TASK OBJECTIVE: Rewrite the stretch of entries from the line containing "task: segment the cabinet door" through the line containing "[[[93,71],[93,91],[99,93],[113,93],[113,73],[104,71]]]", substituting "integer" for "whole-pixel" and changing nothing else.

[Saved entries]

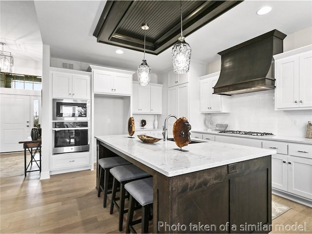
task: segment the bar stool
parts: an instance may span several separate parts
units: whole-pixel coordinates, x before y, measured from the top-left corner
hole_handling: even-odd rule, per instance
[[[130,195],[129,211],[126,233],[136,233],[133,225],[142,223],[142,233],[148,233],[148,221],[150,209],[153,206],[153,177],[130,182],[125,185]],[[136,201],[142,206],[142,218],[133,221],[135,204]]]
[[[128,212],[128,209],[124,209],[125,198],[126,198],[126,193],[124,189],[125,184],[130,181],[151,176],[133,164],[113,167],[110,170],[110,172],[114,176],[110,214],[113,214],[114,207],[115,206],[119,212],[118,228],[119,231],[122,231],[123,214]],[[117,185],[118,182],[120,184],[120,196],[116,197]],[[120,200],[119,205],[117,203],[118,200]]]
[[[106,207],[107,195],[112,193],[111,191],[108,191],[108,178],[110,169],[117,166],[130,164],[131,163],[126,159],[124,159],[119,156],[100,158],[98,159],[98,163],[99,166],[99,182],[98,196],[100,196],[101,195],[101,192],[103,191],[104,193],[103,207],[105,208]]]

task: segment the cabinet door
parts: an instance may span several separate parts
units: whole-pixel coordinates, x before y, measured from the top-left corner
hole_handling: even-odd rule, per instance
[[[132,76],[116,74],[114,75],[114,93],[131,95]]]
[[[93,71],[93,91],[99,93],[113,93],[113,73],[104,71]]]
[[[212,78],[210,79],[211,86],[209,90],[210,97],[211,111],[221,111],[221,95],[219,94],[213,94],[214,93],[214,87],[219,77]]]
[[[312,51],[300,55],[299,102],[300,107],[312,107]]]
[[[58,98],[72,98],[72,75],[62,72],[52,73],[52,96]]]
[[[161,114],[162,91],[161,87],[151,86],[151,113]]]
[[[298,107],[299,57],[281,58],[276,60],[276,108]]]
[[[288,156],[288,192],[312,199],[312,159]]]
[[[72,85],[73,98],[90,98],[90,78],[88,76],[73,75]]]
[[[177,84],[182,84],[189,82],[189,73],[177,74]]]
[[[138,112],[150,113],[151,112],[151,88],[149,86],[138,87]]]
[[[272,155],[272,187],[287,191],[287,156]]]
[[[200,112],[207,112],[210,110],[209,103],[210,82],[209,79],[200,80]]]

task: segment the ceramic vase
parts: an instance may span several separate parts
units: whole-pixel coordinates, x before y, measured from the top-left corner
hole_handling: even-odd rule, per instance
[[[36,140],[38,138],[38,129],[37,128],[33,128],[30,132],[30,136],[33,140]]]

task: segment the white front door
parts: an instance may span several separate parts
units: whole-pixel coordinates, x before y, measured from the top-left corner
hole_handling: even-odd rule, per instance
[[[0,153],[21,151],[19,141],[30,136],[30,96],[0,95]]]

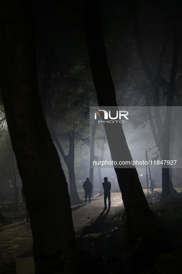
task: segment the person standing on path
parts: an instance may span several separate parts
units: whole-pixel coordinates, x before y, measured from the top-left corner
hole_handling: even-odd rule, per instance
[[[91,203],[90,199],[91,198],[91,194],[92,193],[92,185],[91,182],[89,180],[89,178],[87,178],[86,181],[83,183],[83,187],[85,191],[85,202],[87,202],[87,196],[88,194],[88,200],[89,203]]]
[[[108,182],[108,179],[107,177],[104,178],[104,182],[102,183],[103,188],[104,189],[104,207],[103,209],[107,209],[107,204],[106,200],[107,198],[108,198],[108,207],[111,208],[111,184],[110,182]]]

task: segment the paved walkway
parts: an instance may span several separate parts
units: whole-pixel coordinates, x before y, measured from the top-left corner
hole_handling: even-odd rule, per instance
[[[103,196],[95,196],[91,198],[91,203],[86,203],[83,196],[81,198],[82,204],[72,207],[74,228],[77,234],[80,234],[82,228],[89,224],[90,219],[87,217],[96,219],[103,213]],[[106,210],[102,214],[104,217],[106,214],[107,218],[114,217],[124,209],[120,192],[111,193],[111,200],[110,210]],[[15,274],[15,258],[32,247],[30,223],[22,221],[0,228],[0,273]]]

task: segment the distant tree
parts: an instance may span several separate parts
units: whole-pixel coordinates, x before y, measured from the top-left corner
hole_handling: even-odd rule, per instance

OUTPUT OF THE EXERCISE:
task: segment the cabinet door
parts: an instance may span several separate parts
units: integer coordinates, x before y, measured from the top-left corner
hole_handling: even-odd rule, per instance
[[[132,76],[116,74],[114,75],[114,93],[131,95]]]
[[[93,71],[93,91],[99,93],[113,93],[113,73],[104,71]]]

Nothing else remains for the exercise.